[Given records Boundary: Start]
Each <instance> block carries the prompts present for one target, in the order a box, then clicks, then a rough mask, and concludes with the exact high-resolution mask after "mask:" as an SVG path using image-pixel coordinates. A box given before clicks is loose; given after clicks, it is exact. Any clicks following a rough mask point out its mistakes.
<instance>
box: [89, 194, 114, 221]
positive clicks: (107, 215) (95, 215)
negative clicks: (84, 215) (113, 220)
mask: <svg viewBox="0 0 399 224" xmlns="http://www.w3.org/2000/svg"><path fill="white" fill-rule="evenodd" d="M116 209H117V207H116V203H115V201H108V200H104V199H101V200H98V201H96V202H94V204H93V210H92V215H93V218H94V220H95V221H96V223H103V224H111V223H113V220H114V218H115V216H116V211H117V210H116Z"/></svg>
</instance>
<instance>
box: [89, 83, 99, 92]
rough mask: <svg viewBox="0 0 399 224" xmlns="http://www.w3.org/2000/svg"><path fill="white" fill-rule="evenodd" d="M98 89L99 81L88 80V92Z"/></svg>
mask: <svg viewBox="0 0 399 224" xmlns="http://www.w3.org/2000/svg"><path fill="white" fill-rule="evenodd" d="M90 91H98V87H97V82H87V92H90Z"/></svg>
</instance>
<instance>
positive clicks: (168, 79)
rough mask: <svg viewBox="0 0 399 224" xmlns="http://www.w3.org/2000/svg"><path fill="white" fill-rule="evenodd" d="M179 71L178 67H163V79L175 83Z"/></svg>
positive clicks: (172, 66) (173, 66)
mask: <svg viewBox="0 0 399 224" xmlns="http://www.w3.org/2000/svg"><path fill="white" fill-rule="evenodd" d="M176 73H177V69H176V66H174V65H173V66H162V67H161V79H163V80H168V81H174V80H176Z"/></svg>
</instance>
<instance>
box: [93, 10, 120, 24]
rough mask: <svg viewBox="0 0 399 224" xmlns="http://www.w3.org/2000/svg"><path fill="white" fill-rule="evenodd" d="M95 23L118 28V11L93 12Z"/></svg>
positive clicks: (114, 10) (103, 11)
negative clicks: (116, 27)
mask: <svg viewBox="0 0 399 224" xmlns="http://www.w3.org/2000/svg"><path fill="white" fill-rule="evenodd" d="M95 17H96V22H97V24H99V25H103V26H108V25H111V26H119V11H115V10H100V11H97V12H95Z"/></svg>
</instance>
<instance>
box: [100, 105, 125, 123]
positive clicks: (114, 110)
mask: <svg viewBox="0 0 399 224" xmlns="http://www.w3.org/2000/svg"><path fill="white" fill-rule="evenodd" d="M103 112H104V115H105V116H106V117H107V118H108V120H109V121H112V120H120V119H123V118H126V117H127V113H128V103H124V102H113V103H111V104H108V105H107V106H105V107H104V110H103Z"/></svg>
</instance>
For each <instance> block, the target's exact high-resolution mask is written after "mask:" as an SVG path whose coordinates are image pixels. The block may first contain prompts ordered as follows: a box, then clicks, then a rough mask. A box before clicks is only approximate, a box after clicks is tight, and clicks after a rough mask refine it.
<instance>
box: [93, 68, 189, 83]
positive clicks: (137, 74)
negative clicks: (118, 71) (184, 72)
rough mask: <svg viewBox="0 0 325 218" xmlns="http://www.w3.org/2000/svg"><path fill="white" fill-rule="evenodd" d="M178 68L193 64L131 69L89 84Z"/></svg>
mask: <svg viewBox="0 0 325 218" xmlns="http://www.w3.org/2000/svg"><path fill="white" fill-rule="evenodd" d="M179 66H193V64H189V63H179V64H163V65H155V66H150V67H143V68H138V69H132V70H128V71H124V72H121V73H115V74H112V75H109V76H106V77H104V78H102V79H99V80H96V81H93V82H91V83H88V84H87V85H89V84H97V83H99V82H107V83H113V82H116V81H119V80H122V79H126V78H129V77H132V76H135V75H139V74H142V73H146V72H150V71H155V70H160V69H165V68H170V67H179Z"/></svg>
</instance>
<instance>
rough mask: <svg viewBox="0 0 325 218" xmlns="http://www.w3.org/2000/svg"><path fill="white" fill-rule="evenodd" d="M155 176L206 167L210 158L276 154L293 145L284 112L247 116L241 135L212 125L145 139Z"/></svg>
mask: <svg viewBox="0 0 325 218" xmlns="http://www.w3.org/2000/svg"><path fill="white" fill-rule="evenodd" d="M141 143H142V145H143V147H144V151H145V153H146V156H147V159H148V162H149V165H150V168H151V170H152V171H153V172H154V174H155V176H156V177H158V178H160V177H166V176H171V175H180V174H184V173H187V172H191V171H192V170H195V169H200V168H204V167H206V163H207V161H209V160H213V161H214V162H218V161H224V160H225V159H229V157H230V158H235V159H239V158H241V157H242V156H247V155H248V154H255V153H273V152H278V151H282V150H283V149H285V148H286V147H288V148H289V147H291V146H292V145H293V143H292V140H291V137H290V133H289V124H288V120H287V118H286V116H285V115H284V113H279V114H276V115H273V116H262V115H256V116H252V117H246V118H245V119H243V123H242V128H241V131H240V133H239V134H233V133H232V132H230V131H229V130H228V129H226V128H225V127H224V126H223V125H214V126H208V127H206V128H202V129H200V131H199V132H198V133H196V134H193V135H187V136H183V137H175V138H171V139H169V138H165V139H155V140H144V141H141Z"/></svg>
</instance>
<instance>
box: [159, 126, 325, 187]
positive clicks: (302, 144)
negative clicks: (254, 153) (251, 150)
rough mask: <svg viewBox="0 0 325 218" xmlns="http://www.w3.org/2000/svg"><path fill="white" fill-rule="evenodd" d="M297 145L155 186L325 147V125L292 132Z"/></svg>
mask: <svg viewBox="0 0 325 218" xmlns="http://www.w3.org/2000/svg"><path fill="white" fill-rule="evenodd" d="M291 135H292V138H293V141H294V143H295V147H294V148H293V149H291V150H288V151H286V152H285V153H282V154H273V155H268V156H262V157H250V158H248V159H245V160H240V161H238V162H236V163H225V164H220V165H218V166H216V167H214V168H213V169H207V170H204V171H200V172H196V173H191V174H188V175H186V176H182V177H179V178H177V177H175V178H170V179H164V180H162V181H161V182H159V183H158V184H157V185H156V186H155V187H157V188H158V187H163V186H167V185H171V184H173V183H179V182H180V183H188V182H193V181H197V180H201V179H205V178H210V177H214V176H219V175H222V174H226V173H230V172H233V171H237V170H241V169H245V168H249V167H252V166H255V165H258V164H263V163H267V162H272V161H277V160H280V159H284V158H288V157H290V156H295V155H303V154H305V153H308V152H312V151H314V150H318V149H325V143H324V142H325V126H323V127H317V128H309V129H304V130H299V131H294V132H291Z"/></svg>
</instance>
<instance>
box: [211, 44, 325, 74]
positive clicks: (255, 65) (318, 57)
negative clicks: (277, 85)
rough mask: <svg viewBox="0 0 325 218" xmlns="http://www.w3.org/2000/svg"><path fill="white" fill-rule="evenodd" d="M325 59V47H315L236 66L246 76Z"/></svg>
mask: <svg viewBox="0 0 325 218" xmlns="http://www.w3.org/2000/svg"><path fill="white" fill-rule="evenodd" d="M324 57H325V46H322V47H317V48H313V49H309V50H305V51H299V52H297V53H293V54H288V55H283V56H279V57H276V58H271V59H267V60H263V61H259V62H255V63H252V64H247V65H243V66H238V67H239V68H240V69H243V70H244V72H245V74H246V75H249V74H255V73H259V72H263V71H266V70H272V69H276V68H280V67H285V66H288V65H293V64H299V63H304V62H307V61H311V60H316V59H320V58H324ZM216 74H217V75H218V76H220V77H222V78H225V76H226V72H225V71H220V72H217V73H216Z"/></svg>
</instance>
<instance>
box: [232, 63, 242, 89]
[Given records Boundary: End]
§ **Work to complete**
Nothing is to be left out: set down all the records again exactly.

§ **Your solution**
Each <instance> block carries the prompts present for one target, in the order a box, then clicks, then a rough mask, and concludes with the exact high-resolution mask after "mask:" as an SVG path using image-pixel coordinates. A box given before clicks is loose; given after clicks, it is exact. Any clicks following a rough mask point out its mistakes.
<instance>
box: [89, 194, 114, 221]
positive clicks: (107, 215) (95, 215)
negative clicks: (84, 215) (113, 220)
mask: <svg viewBox="0 0 399 224" xmlns="http://www.w3.org/2000/svg"><path fill="white" fill-rule="evenodd" d="M116 209H117V207H116V203H115V201H108V200H104V199H101V200H98V201H96V202H94V204H93V210H92V215H93V218H94V220H95V221H96V223H103V224H111V223H113V220H114V218H115V216H116V211H117V210H116Z"/></svg>
</instance>
<instance>
box: [89, 83, 99, 92]
rough mask: <svg viewBox="0 0 399 224" xmlns="http://www.w3.org/2000/svg"><path fill="white" fill-rule="evenodd" d="M98 89L99 81L88 80V92Z"/></svg>
mask: <svg viewBox="0 0 399 224" xmlns="http://www.w3.org/2000/svg"><path fill="white" fill-rule="evenodd" d="M90 91H98V87H97V82H87V92H90Z"/></svg>
</instance>
<instance>
positive clicks: (168, 79)
rough mask: <svg viewBox="0 0 399 224" xmlns="http://www.w3.org/2000/svg"><path fill="white" fill-rule="evenodd" d="M179 71L178 67H163V79L175 83Z"/></svg>
positive clicks: (172, 66) (173, 66)
mask: <svg viewBox="0 0 399 224" xmlns="http://www.w3.org/2000/svg"><path fill="white" fill-rule="evenodd" d="M176 73H177V69H176V66H174V65H173V66H162V67H161V79H163V80H168V81H174V80H176Z"/></svg>
</instance>
<instance>
box: [93, 10, 120, 24]
rough mask: <svg viewBox="0 0 399 224" xmlns="http://www.w3.org/2000/svg"><path fill="white" fill-rule="evenodd" d="M95 23L118 28V11L93 12Z"/></svg>
positive clicks: (114, 10) (103, 11)
negative clicks: (116, 27)
mask: <svg viewBox="0 0 399 224" xmlns="http://www.w3.org/2000/svg"><path fill="white" fill-rule="evenodd" d="M95 17H96V22H97V24H99V25H103V26H108V25H111V26H119V11H115V10H100V11H97V12H95Z"/></svg>
</instance>
<instance>
box: [100, 105, 125, 123]
positive clicks: (114, 110)
mask: <svg viewBox="0 0 399 224" xmlns="http://www.w3.org/2000/svg"><path fill="white" fill-rule="evenodd" d="M103 112H104V115H105V116H106V117H107V118H108V120H109V121H112V120H120V119H123V118H126V117H127V113H128V103H124V102H113V103H111V104H108V105H107V106H105V107H104V110H103Z"/></svg>
</instance>
For each <instance> block, the target's exact high-resolution mask is written after "mask:" as an SVG path whose coordinates are image pixels. The block may first contain prompts ordered as follows: a box, then clicks, then a rough mask. A box before clicks is only approximate, a box after clicks is tight, and clicks after a rough mask refine it.
<instance>
box: [93, 68, 189, 83]
positive clicks: (137, 74)
negative clicks: (118, 71) (184, 72)
rough mask: <svg viewBox="0 0 325 218" xmlns="http://www.w3.org/2000/svg"><path fill="white" fill-rule="evenodd" d="M178 68L193 64L131 69L89 84Z"/></svg>
mask: <svg viewBox="0 0 325 218" xmlns="http://www.w3.org/2000/svg"><path fill="white" fill-rule="evenodd" d="M179 66H193V64H189V63H179V64H163V65H155V66H150V67H143V68H138V69H132V70H128V71H124V72H121V73H115V74H112V75H109V76H106V77H104V78H102V79H99V80H96V81H93V82H91V83H88V84H87V85H89V84H97V83H99V82H107V83H113V82H116V81H119V80H122V79H126V78H129V77H132V76H135V75H139V74H142V73H146V72H150V71H155V70H160V69H165V68H170V67H179Z"/></svg>
</instance>
<instance>
rough mask: <svg viewBox="0 0 325 218" xmlns="http://www.w3.org/2000/svg"><path fill="white" fill-rule="evenodd" d="M155 176L206 167L210 158L276 154L293 145L284 112L247 116L241 135L212 125L145 139Z"/></svg>
mask: <svg viewBox="0 0 325 218" xmlns="http://www.w3.org/2000/svg"><path fill="white" fill-rule="evenodd" d="M141 143H142V145H143V147H144V151H145V153H146V156H147V159H148V162H149V165H150V168H151V170H152V171H153V172H154V174H155V176H156V177H158V178H160V177H166V176H171V175H180V174H184V173H187V172H191V171H192V170H195V169H200V168H204V167H206V163H207V161H209V160H213V161H214V162H218V161H224V160H225V159H229V157H230V158H235V159H239V158H241V157H242V156H247V155H248V154H255V153H273V152H278V151H282V150H283V149H285V148H286V147H288V148H289V147H291V146H292V145H293V143H292V140H291V137H290V133H289V124H288V120H287V118H286V116H285V115H284V113H279V114H276V115H273V116H262V115H256V116H252V117H246V118H245V119H243V123H242V128H241V131H240V133H239V134H233V133H232V132H230V131H229V130H228V129H226V128H225V127H224V126H223V125H214V126H208V127H206V128H202V129H200V131H199V132H198V133H196V134H193V135H187V136H183V137H175V138H171V139H169V138H165V139H155V140H144V141H141Z"/></svg>
</instance>
<instance>
box: [159, 126, 325, 187]
positive clicks: (302, 144)
negative clicks: (254, 153) (251, 150)
rough mask: <svg viewBox="0 0 325 218" xmlns="http://www.w3.org/2000/svg"><path fill="white" fill-rule="evenodd" d="M297 145L155 186L325 147V125L292 132Z"/></svg>
mask: <svg viewBox="0 0 325 218" xmlns="http://www.w3.org/2000/svg"><path fill="white" fill-rule="evenodd" d="M291 135H292V138H293V141H294V143H295V147H294V148H293V149H291V150H288V151H286V152H285V153H282V154H273V155H268V156H262V157H250V158H248V159H245V160H240V161H238V162H236V163H225V164H220V165H218V166H216V167H214V168H213V169H207V170H204V171H200V172H196V173H191V174H188V175H186V176H182V177H179V178H177V177H175V178H170V179H164V180H162V181H161V182H159V183H158V184H157V185H156V186H155V187H157V188H158V187H163V186H167V185H171V184H173V183H179V182H180V183H188V182H193V181H197V180H201V179H205V178H210V177H214V176H219V175H222V174H226V173H230V172H233V171H237V170H241V169H245V168H249V167H252V166H255V165H258V164H263V163H267V162H272V161H277V160H280V159H284V158H288V157H290V156H295V155H303V154H305V153H308V152H312V151H314V150H318V149H325V143H324V142H325V126H323V127H317V128H309V129H304V130H299V131H294V132H291Z"/></svg>
</instance>
<instance>
box: [211, 44, 325, 74]
positive clicks: (255, 65) (318, 57)
negative clicks: (277, 85)
rough mask: <svg viewBox="0 0 325 218" xmlns="http://www.w3.org/2000/svg"><path fill="white" fill-rule="evenodd" d="M325 59V47H315L236 66L246 76Z"/></svg>
mask: <svg viewBox="0 0 325 218" xmlns="http://www.w3.org/2000/svg"><path fill="white" fill-rule="evenodd" d="M324 57H325V46H322V47H317V48H313V49H309V50H305V51H299V52H297V53H293V54H288V55H283V56H279V57H276V58H271V59H267V60H263V61H259V62H255V63H252V64H247V65H243V66H238V67H239V68H240V69H243V70H244V72H245V74H246V75H249V74H255V73H259V72H263V71H266V70H272V69H276V68H280V67H285V66H288V65H293V64H299V63H304V62H307V61H311V60H316V59H320V58H324ZM216 74H217V75H218V76H220V77H222V78H225V76H226V72H225V71H220V72H217V73H216Z"/></svg>
</instance>
<instance>
box: [232, 63, 242, 89]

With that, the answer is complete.